- [掲載本文]:
__________

R

FLU 運命の36時間のRのネタバレレビュー・内容・結末

FLU 運命の36時間(2013年製作の映画)
3.5

このレビューはネタバレを含みます

自宅で。

2013年の韓国の作品。

監督は「アシュラ」のキム・ソンス。

あらすじ

ある日、鳥インフルエンザH5N1の変異ウィルスが猛威をふるい、ウィルスの拡散を防ぐため町が封鎖される。住民たちは感染の恐怖に次第に暴徒と化す中、救急隊員のジグ(チャン・ヒョク「狼たちの墓標」)はひょんなことで出会った医者のイネ(スエ「上流階級」)の娘ミル(パク・ミナ)を救うため奔走する。

U-NEXTにて、前に観た「火山高」の主演チャン・ヒョクの出演作で、そういえばこんなのあったなぁと思い、鑑賞。

うーん、なんかモロモロツッコミたくなる部分はあるけど、まぁまぁよくできた作品でした。

__________

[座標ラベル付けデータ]

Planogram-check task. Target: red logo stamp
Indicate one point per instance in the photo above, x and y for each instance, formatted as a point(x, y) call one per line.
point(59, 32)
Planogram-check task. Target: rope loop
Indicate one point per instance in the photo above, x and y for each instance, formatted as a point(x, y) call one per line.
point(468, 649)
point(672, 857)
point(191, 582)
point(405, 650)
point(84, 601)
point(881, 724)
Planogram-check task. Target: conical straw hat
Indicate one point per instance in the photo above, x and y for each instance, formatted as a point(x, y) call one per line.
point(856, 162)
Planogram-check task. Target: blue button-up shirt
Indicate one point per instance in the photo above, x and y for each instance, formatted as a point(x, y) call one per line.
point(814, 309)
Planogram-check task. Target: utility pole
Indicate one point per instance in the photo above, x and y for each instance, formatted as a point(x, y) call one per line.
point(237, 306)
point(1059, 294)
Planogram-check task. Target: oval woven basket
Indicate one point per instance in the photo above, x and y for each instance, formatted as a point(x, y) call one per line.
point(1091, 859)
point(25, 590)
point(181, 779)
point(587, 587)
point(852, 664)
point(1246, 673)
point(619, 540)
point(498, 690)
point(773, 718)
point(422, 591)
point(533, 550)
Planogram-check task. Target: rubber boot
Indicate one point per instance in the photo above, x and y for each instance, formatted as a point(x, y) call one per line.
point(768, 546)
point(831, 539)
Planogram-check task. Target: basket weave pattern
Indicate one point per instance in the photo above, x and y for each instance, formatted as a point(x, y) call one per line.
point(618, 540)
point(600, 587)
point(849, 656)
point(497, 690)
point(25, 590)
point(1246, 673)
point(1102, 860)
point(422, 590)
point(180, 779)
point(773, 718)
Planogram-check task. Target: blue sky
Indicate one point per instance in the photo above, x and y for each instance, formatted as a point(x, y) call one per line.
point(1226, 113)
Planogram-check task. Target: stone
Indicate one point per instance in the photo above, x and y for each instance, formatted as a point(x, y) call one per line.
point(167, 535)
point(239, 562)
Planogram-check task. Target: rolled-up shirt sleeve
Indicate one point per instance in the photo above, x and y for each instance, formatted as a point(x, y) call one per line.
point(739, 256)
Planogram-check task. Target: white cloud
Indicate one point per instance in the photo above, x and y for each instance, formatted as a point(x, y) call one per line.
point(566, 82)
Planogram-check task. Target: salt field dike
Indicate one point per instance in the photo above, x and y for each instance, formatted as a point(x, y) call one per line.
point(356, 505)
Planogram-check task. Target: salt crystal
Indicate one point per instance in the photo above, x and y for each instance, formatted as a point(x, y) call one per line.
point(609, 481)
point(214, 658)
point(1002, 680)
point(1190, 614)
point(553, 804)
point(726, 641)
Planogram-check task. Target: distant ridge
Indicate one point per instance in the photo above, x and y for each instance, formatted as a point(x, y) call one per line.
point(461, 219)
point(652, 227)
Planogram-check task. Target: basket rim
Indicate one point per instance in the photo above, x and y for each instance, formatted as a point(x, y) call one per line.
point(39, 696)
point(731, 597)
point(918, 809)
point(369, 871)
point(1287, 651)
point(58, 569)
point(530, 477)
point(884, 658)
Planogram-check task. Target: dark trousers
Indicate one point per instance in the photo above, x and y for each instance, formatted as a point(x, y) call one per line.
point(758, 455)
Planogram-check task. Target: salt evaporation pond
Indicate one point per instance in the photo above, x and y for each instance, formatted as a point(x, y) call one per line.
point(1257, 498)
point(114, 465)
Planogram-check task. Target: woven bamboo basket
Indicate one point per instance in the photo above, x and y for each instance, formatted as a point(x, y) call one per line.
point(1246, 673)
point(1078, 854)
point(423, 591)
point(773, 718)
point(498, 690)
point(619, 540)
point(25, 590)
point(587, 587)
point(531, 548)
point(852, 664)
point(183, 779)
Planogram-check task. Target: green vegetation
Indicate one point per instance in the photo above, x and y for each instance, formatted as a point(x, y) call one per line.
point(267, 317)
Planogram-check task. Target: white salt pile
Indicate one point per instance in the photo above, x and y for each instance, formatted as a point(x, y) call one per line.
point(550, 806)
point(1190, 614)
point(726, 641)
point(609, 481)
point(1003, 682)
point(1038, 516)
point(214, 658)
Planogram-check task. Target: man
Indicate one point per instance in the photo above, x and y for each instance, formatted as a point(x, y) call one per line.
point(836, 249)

__________

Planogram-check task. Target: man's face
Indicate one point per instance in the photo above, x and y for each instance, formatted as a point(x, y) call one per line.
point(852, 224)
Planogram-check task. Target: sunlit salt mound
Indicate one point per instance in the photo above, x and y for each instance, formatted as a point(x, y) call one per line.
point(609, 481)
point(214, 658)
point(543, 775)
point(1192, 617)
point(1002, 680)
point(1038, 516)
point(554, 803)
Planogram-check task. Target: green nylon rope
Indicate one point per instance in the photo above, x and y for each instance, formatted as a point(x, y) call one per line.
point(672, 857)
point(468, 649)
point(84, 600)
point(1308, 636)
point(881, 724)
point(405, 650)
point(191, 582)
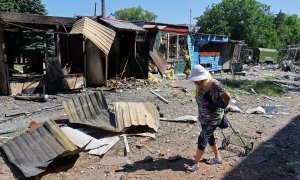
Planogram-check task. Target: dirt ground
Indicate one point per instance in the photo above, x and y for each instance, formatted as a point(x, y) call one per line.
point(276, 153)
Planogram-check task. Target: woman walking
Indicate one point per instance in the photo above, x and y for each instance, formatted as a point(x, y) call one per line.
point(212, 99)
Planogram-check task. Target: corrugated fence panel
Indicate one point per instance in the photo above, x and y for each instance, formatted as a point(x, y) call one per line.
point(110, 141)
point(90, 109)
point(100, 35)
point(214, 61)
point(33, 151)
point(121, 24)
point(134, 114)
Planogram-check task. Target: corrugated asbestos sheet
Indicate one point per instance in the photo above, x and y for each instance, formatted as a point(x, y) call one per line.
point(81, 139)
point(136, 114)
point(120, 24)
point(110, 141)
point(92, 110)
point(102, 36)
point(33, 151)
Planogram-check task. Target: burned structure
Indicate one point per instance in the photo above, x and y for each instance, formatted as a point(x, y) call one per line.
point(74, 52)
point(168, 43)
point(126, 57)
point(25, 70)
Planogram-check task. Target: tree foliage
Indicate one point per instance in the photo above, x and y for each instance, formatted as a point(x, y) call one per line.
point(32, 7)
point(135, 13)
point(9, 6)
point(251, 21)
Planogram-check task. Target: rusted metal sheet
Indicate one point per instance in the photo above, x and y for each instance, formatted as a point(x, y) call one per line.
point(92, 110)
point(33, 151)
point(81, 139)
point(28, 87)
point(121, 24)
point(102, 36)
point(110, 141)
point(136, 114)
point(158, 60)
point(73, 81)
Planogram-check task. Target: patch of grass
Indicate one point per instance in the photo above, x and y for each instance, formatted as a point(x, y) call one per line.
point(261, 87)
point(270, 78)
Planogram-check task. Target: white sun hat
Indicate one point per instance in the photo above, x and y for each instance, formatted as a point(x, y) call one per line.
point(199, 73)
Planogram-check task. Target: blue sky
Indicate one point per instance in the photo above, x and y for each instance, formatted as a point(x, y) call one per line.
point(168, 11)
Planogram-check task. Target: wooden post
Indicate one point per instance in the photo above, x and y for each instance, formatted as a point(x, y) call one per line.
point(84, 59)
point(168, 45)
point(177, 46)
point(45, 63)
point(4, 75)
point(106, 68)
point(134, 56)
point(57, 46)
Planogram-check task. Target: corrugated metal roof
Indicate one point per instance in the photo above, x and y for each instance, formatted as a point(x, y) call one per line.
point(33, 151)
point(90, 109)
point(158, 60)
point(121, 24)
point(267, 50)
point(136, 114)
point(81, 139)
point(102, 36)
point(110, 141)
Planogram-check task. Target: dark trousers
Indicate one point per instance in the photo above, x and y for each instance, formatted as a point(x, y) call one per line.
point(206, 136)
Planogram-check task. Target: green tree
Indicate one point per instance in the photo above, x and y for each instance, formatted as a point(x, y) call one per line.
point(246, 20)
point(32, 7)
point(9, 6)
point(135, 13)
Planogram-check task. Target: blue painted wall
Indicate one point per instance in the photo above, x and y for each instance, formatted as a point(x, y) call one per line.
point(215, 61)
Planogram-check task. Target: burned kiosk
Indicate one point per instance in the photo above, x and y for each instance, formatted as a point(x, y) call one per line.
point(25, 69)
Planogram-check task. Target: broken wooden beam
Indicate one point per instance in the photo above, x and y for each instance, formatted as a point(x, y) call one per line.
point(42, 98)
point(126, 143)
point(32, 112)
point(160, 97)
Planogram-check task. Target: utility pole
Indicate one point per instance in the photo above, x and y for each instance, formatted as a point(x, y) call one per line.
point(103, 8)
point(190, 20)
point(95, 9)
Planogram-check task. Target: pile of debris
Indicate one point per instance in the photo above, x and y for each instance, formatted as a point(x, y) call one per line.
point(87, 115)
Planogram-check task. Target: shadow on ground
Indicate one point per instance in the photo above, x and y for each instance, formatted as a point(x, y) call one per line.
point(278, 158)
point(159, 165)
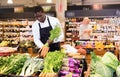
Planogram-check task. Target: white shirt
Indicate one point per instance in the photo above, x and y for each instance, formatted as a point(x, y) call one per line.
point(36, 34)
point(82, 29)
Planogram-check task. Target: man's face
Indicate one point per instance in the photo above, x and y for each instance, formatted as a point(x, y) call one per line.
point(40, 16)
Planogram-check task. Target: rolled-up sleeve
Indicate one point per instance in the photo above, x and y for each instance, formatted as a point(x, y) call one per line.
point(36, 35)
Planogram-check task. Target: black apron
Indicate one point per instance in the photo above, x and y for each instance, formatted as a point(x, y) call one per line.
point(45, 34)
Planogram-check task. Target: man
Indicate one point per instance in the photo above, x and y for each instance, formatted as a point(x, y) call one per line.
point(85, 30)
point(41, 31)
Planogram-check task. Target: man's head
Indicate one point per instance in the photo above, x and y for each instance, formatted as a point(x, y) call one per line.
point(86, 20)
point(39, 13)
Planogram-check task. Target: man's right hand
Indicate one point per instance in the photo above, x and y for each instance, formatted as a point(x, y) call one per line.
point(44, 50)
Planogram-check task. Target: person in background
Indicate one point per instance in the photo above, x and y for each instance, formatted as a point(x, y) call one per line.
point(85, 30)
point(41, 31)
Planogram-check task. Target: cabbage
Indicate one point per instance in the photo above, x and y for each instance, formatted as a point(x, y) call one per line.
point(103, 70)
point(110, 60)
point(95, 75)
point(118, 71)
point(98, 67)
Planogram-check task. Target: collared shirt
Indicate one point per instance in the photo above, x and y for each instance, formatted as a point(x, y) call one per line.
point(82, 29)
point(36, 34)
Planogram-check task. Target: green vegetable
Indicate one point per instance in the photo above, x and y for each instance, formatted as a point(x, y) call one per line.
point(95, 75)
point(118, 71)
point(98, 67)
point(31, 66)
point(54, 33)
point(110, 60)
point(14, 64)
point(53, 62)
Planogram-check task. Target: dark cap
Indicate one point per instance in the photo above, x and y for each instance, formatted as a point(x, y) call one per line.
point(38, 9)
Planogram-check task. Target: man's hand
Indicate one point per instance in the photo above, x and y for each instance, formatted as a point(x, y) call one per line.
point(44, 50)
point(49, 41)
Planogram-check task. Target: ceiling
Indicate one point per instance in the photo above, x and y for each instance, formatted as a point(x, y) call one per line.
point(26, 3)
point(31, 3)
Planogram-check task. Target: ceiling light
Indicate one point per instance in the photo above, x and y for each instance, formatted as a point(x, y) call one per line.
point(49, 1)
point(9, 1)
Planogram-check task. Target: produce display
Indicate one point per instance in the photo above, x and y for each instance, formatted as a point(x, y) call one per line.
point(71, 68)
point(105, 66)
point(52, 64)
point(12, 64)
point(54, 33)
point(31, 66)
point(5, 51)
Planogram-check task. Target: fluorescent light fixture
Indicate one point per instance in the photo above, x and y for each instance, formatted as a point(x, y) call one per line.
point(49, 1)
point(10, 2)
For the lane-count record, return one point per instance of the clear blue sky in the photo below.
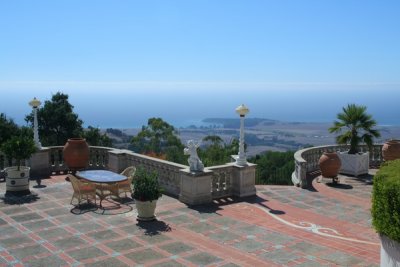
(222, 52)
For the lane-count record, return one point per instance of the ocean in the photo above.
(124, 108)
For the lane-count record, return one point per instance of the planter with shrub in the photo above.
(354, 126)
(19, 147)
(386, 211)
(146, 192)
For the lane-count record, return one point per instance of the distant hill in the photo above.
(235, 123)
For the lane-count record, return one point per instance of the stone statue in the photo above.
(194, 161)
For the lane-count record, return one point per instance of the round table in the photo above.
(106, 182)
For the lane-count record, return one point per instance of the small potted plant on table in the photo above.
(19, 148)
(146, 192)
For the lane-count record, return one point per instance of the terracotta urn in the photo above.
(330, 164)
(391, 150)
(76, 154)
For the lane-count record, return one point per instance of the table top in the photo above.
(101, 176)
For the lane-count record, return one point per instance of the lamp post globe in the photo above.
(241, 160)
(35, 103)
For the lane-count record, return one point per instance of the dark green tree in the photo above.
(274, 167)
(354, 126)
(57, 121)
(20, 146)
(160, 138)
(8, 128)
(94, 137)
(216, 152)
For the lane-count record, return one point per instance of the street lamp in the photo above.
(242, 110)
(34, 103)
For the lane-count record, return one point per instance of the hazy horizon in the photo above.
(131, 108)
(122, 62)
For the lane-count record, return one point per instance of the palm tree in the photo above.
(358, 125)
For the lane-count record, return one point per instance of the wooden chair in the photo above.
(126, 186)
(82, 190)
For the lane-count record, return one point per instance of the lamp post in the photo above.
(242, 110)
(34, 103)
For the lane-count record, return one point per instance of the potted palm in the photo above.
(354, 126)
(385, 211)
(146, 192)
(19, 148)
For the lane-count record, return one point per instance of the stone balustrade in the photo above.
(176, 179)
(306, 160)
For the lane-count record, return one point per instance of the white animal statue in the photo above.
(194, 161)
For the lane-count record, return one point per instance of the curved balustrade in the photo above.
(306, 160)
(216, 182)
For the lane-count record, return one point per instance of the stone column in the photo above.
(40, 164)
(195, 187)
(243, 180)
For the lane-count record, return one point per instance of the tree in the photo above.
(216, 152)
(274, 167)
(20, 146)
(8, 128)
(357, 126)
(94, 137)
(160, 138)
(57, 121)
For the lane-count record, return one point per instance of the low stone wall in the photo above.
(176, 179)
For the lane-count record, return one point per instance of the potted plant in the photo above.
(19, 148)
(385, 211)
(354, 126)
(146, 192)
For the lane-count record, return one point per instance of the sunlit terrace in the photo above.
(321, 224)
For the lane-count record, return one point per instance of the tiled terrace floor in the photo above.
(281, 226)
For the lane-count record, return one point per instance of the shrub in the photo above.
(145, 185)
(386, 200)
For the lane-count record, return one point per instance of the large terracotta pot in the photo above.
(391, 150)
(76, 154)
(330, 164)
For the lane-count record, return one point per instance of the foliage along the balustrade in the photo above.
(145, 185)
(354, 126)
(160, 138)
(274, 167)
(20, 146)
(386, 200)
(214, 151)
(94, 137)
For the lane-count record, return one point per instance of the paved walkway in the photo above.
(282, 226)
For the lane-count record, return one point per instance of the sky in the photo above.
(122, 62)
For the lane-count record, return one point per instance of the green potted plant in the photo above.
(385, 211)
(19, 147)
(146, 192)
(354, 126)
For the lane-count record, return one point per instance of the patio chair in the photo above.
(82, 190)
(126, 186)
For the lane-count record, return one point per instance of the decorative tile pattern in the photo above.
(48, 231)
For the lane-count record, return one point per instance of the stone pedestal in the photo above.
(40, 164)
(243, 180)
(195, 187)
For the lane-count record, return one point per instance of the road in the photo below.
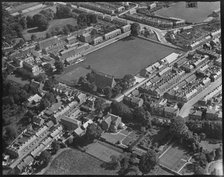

__________

- [課題]: 映画レビューのうち、「このレビューはネタバレを含みます」を含む語句で始まり「なのあったなぁと思い、鑑賞。」で終わる部分を、「救急隊員」を「消防隊員」に替えて書き写しなさい。 このデータは本文とは関係がありません。

- [課題の解答]:
このレビューはネタバレを含みます

自宅で。

2013年の韓国の作品。

監督は「アシュラ」のキム・ソンス。

あらすじ

ある日、鳥インフルエンザH5N1の変異ウィルスが猛威をふるい、ウィルスの拡散を防ぐため町が封鎖される。住民たちは感染の恐怖に次第に暴徒と化す中、消防隊員のジグ(チャン・ヒョク「狼たちの墓標」)はひょんなことで出会った医者のイネ(スエ「上流階級」)の娘ミル(パク・ミナ)を救うため奔走する。

U-NEXTにて、前に観た「火山高」の主演チャン・ヒョクの出演作で、そういえばこんなのあったなぁと思い、鑑賞。